--- Что требуется ---
Пожалуйста, оформите как таблицу Markdown строки с первой до строки с "x=194, y=138" включительно, со столбцами «Номер» и «Строка». Пустые строки пропустите, изображения в ответ не включайте.

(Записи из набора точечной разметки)
++++++++++

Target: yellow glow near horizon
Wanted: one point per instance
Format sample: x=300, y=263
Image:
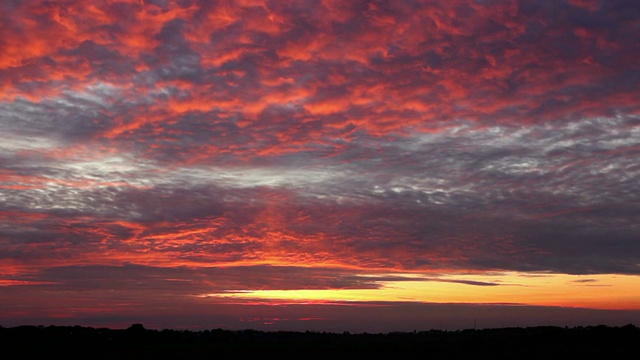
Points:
x=588, y=291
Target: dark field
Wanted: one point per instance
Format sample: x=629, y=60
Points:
x=136, y=342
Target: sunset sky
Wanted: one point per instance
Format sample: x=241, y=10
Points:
x=320, y=164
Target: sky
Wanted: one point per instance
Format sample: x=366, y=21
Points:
x=320, y=164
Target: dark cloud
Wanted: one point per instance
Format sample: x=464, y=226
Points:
x=194, y=138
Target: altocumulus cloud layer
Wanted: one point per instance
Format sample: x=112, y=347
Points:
x=220, y=146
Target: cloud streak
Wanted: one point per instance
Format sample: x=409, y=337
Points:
x=320, y=138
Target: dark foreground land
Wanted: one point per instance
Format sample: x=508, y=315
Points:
x=63, y=342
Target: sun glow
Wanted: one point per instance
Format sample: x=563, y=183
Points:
x=544, y=289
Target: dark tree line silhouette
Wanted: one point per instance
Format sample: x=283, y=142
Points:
x=136, y=342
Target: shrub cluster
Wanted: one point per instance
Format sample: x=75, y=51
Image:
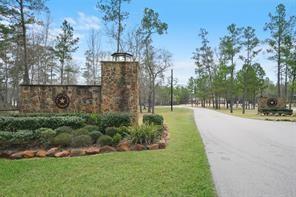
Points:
x=115, y=120
x=108, y=129
x=145, y=134
x=153, y=119
x=32, y=123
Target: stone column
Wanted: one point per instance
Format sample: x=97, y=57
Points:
x=119, y=87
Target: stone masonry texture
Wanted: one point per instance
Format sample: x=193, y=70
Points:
x=119, y=92
x=41, y=98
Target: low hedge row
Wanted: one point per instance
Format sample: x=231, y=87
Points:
x=23, y=123
x=153, y=119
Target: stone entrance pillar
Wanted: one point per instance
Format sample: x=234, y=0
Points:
x=119, y=87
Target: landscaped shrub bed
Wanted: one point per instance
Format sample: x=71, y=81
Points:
x=32, y=123
x=60, y=134
x=153, y=119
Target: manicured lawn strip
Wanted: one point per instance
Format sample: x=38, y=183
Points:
x=253, y=114
x=180, y=170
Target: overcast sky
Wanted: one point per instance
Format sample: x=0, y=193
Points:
x=184, y=17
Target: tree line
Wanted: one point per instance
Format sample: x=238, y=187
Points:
x=217, y=79
x=30, y=55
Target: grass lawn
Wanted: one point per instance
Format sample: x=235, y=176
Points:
x=254, y=115
x=180, y=170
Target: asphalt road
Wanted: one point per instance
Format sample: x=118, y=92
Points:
x=249, y=158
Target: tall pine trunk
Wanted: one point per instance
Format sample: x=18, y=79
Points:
x=24, y=39
x=292, y=92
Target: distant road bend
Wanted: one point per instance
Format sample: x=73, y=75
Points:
x=249, y=158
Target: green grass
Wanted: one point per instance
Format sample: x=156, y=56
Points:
x=180, y=170
x=253, y=114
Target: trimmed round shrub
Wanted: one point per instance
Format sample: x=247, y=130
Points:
x=62, y=139
x=105, y=140
x=94, y=119
x=111, y=131
x=95, y=135
x=91, y=128
x=64, y=129
x=81, y=131
x=153, y=119
x=46, y=135
x=123, y=131
x=81, y=141
x=116, y=120
x=116, y=139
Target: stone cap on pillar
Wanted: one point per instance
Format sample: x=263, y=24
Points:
x=122, y=56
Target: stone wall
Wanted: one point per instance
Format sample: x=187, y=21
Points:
x=43, y=98
x=120, y=91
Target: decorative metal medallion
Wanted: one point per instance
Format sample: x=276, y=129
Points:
x=272, y=102
x=62, y=101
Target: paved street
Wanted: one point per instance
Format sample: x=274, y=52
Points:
x=249, y=158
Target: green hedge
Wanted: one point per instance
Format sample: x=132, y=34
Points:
x=20, y=139
x=115, y=120
x=145, y=134
x=33, y=123
x=153, y=119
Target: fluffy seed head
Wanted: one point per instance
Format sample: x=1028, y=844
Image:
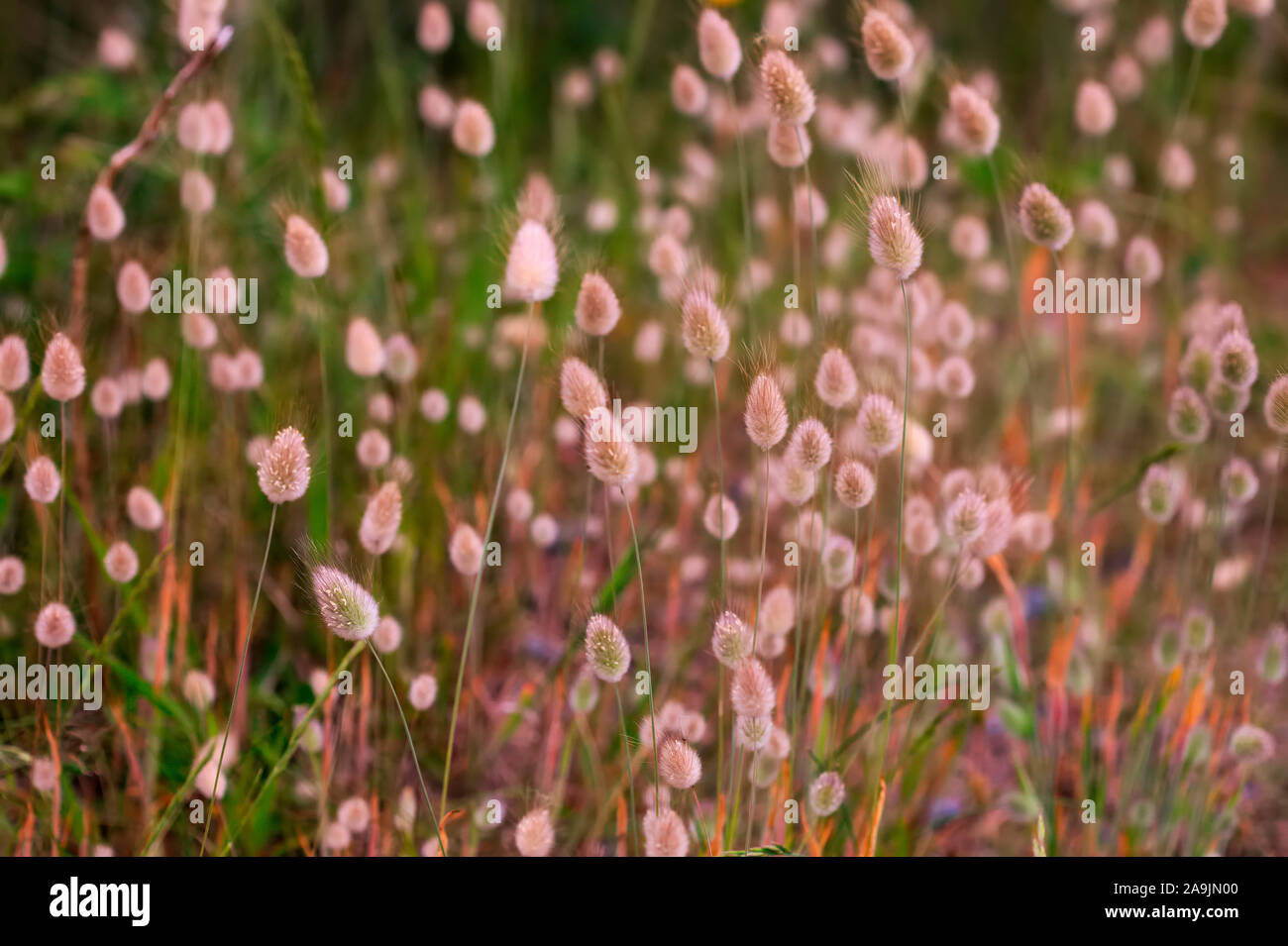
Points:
x=789, y=93
x=965, y=519
x=719, y=50
x=103, y=215
x=423, y=691
x=532, y=267
x=752, y=691
x=977, y=121
x=893, y=241
x=825, y=794
x=678, y=762
x=580, y=389
x=54, y=624
x=879, y=424
x=374, y=450
x=143, y=508
x=730, y=640
x=1094, y=108
x=597, y=309
x=465, y=550
x=473, y=132
x=62, y=372
x=836, y=382
x=1203, y=22
x=1236, y=360
x=1276, y=405
x=305, y=252
x=1043, y=218
x=810, y=446
x=610, y=456
x=665, y=834
x=1239, y=480
x=347, y=607
x=380, y=519
x=120, y=563
x=14, y=364
x=765, y=416
x=434, y=27
x=1250, y=744
x=789, y=146
x=606, y=653
x=1160, y=490
x=688, y=90
x=283, y=473
x=133, y=287
x=854, y=484
x=535, y=834
x=13, y=575
x=42, y=480
x=887, y=48
x=752, y=732
x=364, y=351
x=706, y=334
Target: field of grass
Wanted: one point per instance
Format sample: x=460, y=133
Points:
x=960, y=325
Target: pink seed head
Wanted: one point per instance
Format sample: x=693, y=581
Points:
x=893, y=241
x=54, y=624
x=887, y=48
x=719, y=50
x=787, y=91
x=977, y=121
x=472, y=129
x=120, y=563
x=103, y=215
x=580, y=389
x=346, y=606
x=42, y=480
x=1043, y=218
x=597, y=309
x=305, y=252
x=532, y=266
x=765, y=416
x=283, y=473
x=62, y=372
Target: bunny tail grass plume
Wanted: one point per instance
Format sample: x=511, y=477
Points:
x=283, y=472
x=531, y=274
x=305, y=252
x=596, y=310
x=786, y=90
x=887, y=47
x=283, y=476
x=346, y=607
x=719, y=50
x=606, y=652
x=580, y=389
x=894, y=242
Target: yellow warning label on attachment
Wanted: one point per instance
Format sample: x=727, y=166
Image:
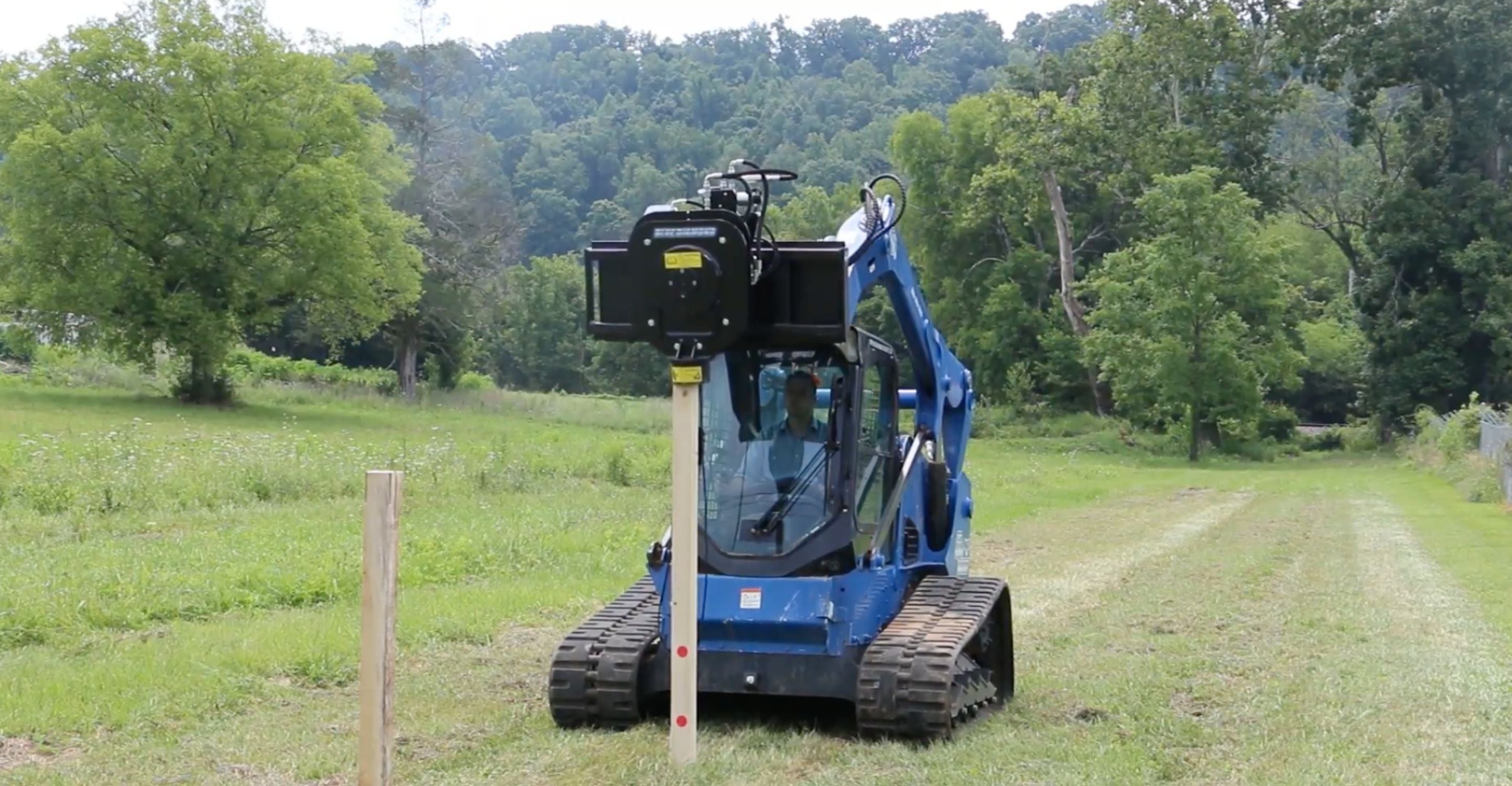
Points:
x=687, y=375
x=683, y=260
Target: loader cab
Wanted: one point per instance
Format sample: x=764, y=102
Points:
x=790, y=493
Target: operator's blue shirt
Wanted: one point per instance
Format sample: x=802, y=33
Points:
x=785, y=457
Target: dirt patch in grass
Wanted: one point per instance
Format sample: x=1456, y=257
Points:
x=20, y=752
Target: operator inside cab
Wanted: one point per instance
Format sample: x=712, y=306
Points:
x=767, y=467
x=787, y=455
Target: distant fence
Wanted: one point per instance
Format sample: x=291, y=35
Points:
x=1493, y=443
x=1496, y=433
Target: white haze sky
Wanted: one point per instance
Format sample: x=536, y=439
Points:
x=26, y=25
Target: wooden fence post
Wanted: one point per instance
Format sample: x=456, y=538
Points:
x=375, y=662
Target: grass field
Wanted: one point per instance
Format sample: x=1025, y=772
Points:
x=177, y=605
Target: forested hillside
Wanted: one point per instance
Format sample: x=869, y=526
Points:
x=1204, y=218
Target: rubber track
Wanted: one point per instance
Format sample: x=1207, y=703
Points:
x=905, y=685
x=595, y=672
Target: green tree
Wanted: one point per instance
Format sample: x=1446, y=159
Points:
x=1189, y=322
x=542, y=344
x=1432, y=223
x=180, y=177
x=435, y=110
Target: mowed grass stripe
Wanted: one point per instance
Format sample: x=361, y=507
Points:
x=1449, y=669
x=196, y=566
x=1068, y=585
x=1103, y=684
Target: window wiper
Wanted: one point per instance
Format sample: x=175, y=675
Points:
x=787, y=499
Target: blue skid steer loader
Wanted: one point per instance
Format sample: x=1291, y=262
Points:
x=834, y=546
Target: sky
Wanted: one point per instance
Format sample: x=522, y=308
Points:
x=26, y=25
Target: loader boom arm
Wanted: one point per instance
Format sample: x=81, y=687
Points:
x=944, y=394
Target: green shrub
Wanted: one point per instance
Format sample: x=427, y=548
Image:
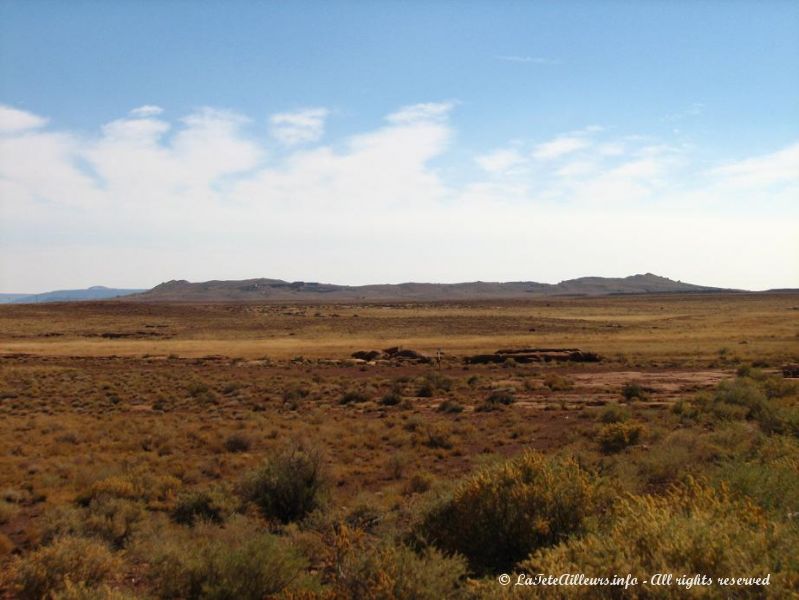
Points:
x=634, y=391
x=498, y=516
x=614, y=413
x=419, y=483
x=693, y=529
x=393, y=571
x=112, y=520
x=79, y=560
x=353, y=397
x=450, y=406
x=81, y=591
x=391, y=399
x=558, y=383
x=615, y=437
x=289, y=485
x=201, y=506
x=237, y=442
x=232, y=563
x=505, y=398
x=433, y=382
x=496, y=401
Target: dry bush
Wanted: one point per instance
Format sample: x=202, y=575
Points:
x=236, y=562
x=498, y=516
x=558, y=383
x=238, y=442
x=693, y=529
x=632, y=390
x=615, y=437
x=419, y=483
x=81, y=591
x=450, y=406
x=614, y=413
x=79, y=560
x=212, y=506
x=289, y=485
x=367, y=570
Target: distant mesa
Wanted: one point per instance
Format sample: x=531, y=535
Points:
x=276, y=290
x=96, y=292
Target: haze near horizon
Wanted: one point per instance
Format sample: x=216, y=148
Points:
x=432, y=142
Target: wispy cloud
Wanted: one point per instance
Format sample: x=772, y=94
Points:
x=299, y=127
x=148, y=110
x=428, y=111
x=533, y=60
x=781, y=167
x=500, y=161
x=13, y=120
x=210, y=199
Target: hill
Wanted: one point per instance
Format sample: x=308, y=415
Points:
x=97, y=292
x=276, y=290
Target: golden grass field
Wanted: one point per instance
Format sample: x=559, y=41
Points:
x=164, y=400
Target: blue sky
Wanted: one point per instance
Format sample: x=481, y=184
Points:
x=534, y=122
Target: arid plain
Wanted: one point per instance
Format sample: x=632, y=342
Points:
x=119, y=419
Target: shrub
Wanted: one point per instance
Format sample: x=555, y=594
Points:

++++++++++

--- Правильный результат ---
| Номер | Строка |
|---|---|
| 1 | Target: yellow glow near horizon |
| 2 | Wanted: one point per instance |
| 3 | Format sample: x=300, y=263 |
| 4 | Image: |
| 5 | Points: |
| 6 | x=588, y=291 |
| 7 | Target: dark field |
| 8 | Wanted: one point per instance |
| 9 | Format sample: x=629, y=60 |
| 10 | Points: |
| 11 | x=136, y=342 |
| 12 | Target: sunset sky |
| 13 | Wanted: one point per instance |
| 14 | Format sample: x=241, y=10 |
| 15 | Points: |
| 16 | x=320, y=164 |
| 17 | Target: sky |
| 18 | Wanted: one point per instance |
| 19 | Format sample: x=366, y=21 |
| 20 | Points: |
| 21 | x=320, y=164 |
| 22 | Target: dark cloud |
| 23 | Wanted: one point per instance |
| 24 | Format sample: x=464, y=226 |
| 25 | Points: |
| 26 | x=194, y=138 |